### WHAT THE TASK REQUIRES
Could you transcribe every record below exactly as written, leaving out any pictures?
— Begin MATERIAL PROVIDED —
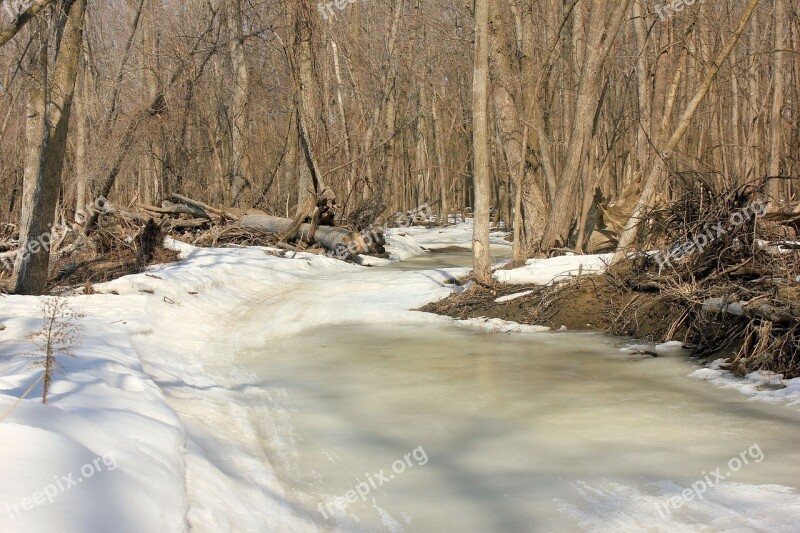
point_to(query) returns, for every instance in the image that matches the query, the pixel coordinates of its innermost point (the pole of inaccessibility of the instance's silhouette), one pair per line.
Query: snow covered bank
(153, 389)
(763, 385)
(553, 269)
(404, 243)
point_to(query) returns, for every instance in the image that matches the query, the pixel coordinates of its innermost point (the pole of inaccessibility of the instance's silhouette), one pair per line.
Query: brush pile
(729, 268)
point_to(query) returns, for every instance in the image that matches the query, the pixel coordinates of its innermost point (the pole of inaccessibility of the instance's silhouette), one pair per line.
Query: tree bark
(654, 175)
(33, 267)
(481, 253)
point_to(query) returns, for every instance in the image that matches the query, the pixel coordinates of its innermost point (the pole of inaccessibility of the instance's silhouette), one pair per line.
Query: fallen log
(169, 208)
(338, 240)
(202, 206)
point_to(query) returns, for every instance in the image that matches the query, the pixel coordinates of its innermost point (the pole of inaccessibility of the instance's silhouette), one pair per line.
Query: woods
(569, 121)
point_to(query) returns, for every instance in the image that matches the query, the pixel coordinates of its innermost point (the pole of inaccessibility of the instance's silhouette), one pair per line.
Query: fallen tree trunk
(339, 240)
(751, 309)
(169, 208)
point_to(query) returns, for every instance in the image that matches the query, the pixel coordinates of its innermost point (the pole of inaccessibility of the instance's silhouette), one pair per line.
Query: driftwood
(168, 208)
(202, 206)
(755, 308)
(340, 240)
— End MATERIAL PROVIDED —
### FINAL ANSWER
point_to(query) returns, for every instance in the image that matches the query, the pixel coordinates of its innermost point (the pole of inaccessibility of the instance's silhouette), one pair per line.
Query: snow covered bank
(153, 389)
(763, 385)
(553, 269)
(404, 243)
point_to(query) returns, for every instance in the image that matches the query, the pixel coordinates of its innermost point (the pole of inaccessibility of the instance's silhouette), one pair per line.
Query: brush pile
(729, 268)
point_to(query) returns, for every instance in the image that matches the query, the pixel coordinates of its innermost point (the pole of inaccessibility of the instance's silhouette), one pair per line.
Query: tree bark
(654, 175)
(33, 267)
(481, 253)
point_to(query) returns, for every instance in the image that matches the query, the pixel coordinates of its innermost point (the pole of inaccessibility of the instance's silhouette), one pair per line.
Query: fallen log
(169, 208)
(338, 240)
(202, 206)
point_to(query) returns, for every instance in the image that matches the query, the pixel coordinates of its innermost point (the pole of inaccessibility of the instance's silhouette), one pair per line.
Query: woods
(569, 121)
point_to(query) returns, for every instance in the image that matches the query, the pixel coordinates of its innermost point (the pole of inaccessibility of the instance's silhouette), one pair per line.
Query: fallen tree trunk
(339, 240)
(751, 309)
(169, 208)
point_to(query) returns, for every instance in the image that matches the query, the pixel coordinates of its innermost point (the pole of inaccessibility of the instance's silhouette), one pair per line.
Query: driftwood
(168, 208)
(202, 206)
(755, 308)
(340, 240)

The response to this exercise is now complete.